ページ抜粋:

((

著者のトム・デマルコ氏は、生産管理やプロジェクト管理などに関するコンサルタント業をされています。本書もそうしたプロジェクト管理系の話ですがマネージャー層だけではなくリーダー層は勿論のことメンバーにも読んでもらいたい内容です。本書以外にも面白い本を書かれていますので、気に入ったら検索してみて下さい。

Team Geek ―Googleのギークたちはいかにしてチームを作るのか 2013/7/20

著者のBrian W. FitzpatrickはSubversionの開発者でありその後はGoogleに移籍されたエンジニアです。
通常の業務は個人ではなく複数人で行うものであり、各々が優れたコードを書いても良い製品にはならない。
そのカギはチームにあり。技術者の集団とはいえそこには人間関係がチームプレイの重要な要因となる。
チームの作り方・チーム文化の作り方・有害な人への対処法など、軽妙な語り口で読みやすい本ですが大変参考になります。
特にいくつかのプロジェクトを経験しリーダの職責を担うような方にお勧めです。

コーディングを支える技術――成り立ちから学ぶプログラミング作法 2013/4/24

プログラミング言語の成り立ちやその背景を解説するちょっと変わったプログラミング言語入門。
職業エンジニアはその案件や要件によりいくつもの言語を扱う必要があるが、このような言語の成立に関する裏事情が理解できていると新しい言語の習得コストもまた違ってくる。
文法の裏にあるなぜに正面から答える名著。

SQLアンチパターン 2013/1/26

通常の解説本が参考にすべき設計ノウハウの類型であるのに対し、本書ではやっちゃいけないものをアンチパターンとして類型化し纏めてます。
ダメなデータベースとはどういうものか、また、なぜそれがダメなのかを実例で紹介。
SQLを覚えたらすぐに学んでほしい内容。
ほとんどのシステムは大量のデータを扱うためのものですし、未だ主流はRDBMSですし、今後もその傾向は続くであろうから、一読の価値あります。

リーダブルコード ―より良いコードを書くためのシンプルで実践的なテクニック 2012/6/23

このようなエンジニアやプログラマー向けの書籍ランキングで未だにいつも1位。
著者のDustin Boswell氏はこの本しか出版してないんですね。改訂版が望まれますが出ないんでしょうか。
他人の書いたコードが読みずらいと同じ理由で自分が書いたコードもまた他人にとっては読みずらいもの。
通常の開発は複数人で行うので、メンテナンス工程まで勘案すれば他人の書いたコードを修正したり、自分の書いたコードを他人に修正してもらうことは珍しくない。
読みやすいコードはそれだけで保守工数を削減しバグ自体の混入も減らす効果がある。
では、その読みやすいコードとは何か。スグに使える具体的な項目が揃っているのが本書。
可読性が高いコードの本質が見えてくる。我流のコードに疑問のある方やチームで開発を行っている方は必読。
一位なのも納得。

アジャイルサムライ――達人開発者への道 2011/7/16

アジャイル開発が普及してだいぶ経ちます。そうしたアジャイル開発を自称し採用しているプロジェクトのうち、本当にアジャイルを理解し実践しているものが果たしてどのくらいあるでしょうか。アジャイル開発に関する書籍はいくつもありますが、その基本的な考え方から実践的手法までを効率よくマトモな翻訳で読める貴重な名著です。

))

提供データ:

((

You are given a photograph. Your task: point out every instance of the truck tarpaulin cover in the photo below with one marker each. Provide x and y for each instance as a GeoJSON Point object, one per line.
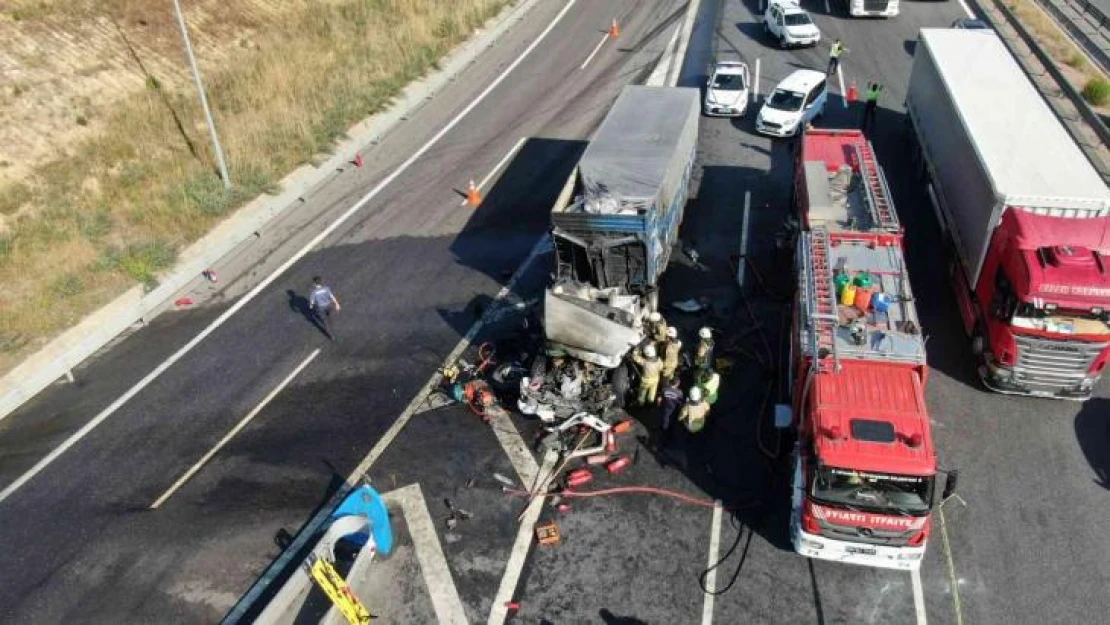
{"type": "Point", "coordinates": [639, 154]}
{"type": "Point", "coordinates": [992, 140]}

))

作業指示:
1. 技術書の紹介文と照らし合わせ、次の(a)〜(c)が内容に合っているかを「はい」か「いいえ」で判定し、決め手となる本文の語句を正確に引用してください。(a) Team Geekの著者はSubversionの開発者である。(b) SQLアンチパターンは、参考にすべき設計ノウハウを類型化した本である。(c) リーダブルコードの著者は、ほかにも複数の本を出版している。
2. 技術書の紹介文の最後の文を受けて、その続きを書き継いでください。

作業別の回答:
1.
(a) はい。「著者のBrian W. FitzpatrickはSubversionの開発者でありその後はGoogleに移籍されたエンジニアです」
(b) いいえ。「本書ではやっちゃいけないものをアンチパターンとして類型化し纏めてます」
(c) いいえ。「著者のDustin Boswell氏はこの本しか出版してないんですね」

2.
著者のJonathan Rasmusson氏は他にも面白い本を出されていますが、邦訳があるのは本書の他に「初めての自動テスト」があります。

エリック・エヴァンスのドメイン駆動設計 2011/4/9

ドメイン駆動とは何かについて学べるものだが、これを理解するにはオブジェクト指向系言語での開発経験やデザインパターンの基礎知識、UMLに関する基本的知識などが必要であり、エンタープライズ開発の基盤系を担当するぐらいの経験がないと、ちょっと難しいかも。読んでみて難解と感じるなら一度寝かせて、いくつか案件を経験した後に再度挑戦してほしい。

Webを支える技術 -HTTP、URI、HTML、そしてREST 2010/4/8

Web系の技術革新はスピードが速くて折角覚えた知識はあっという間に陳腐化するというのに、その根幹の技術は全く何も変わってないということに逆に驚かされる。歴史的意味や設計思想も面白い。今でも通用する基本知識を学ぶのに最適の一冊。

情熱プログラマー ソフトウェア開発者の幸せな生き方 2010/2/26

エンジニアやプログラマーがコンピュータ技術だけを追っていても幸せにはなれない。どうすれば良き技術者となれるかを多方面から説いた名著です。著者のチャド・ファウラー氏はミュージシャンから技術者に転向し名だたるトップ企業で最優秀の評価を得たエンジニアです。技術的な話というよりビジネス書や自己啓発系に近い感じ。面白いです。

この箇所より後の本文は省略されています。